> _Coordinate annotation rows_
++++++

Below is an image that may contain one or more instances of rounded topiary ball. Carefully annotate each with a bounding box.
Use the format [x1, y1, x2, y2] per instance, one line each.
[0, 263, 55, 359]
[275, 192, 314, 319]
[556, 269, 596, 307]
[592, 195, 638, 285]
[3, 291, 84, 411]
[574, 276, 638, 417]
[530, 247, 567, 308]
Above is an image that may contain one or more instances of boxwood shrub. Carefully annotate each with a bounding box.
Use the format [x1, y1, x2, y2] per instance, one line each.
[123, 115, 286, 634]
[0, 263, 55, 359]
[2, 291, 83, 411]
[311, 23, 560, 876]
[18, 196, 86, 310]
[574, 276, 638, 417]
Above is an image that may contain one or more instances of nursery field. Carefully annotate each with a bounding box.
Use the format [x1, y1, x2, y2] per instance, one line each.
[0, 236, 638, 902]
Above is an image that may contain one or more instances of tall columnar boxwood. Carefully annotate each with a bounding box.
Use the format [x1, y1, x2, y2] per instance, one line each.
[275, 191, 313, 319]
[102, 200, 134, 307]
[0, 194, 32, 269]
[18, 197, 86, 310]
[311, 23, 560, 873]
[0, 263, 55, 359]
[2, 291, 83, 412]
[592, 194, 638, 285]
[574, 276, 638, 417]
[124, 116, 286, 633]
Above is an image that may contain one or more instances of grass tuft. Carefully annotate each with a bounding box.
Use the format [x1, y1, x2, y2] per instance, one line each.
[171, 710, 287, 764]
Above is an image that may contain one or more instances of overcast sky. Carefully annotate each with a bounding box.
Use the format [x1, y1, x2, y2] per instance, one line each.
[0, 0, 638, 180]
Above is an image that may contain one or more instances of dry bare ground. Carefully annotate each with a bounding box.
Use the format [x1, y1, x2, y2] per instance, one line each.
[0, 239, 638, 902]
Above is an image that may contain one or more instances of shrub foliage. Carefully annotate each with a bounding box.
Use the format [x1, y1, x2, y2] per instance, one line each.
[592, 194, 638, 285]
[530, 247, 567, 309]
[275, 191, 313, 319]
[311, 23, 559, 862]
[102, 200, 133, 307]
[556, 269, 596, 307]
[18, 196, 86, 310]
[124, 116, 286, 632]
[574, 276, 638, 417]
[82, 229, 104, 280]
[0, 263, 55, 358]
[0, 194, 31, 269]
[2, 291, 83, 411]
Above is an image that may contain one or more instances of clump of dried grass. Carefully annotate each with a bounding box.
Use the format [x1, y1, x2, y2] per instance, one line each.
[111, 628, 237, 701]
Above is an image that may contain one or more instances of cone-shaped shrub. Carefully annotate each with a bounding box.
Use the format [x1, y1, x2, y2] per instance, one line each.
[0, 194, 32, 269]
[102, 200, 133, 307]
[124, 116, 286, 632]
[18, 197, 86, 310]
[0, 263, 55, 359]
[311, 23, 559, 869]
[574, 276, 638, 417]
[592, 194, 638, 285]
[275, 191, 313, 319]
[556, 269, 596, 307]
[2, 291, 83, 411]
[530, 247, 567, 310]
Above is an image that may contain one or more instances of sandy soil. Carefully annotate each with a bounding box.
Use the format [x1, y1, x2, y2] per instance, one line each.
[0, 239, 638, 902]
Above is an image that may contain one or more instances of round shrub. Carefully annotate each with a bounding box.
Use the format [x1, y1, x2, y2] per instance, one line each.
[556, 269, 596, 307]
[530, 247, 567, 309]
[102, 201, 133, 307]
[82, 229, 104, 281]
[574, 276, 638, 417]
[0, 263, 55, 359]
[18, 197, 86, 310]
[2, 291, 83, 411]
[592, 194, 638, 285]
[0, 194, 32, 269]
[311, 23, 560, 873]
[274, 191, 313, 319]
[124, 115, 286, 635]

++++++

> _REQUIRED WORK_
Write out again the stretch from the start of the rows through the line containing "[530, 247, 567, 308]", requests included, multiplying every coordinate in the answers by 2 and rounding to whole numbers, with halves rounded up. Leave the requests and their format samples unchanged.

> _ANSWER FOR THIS EXERCISE_
Below is an image that may contain one or more instances of rounded topiary ball. Carefully annotate each with a bounding box.
Use the format [x1, y1, x2, y2] per instance, one line each.
[0, 526, 110, 718]
[550, 384, 628, 638]
[1112, 538, 1192, 614]
[1184, 390, 1276, 570]
[6, 582, 168, 822]
[1148, 552, 1276, 834]
[1060, 494, 1134, 616]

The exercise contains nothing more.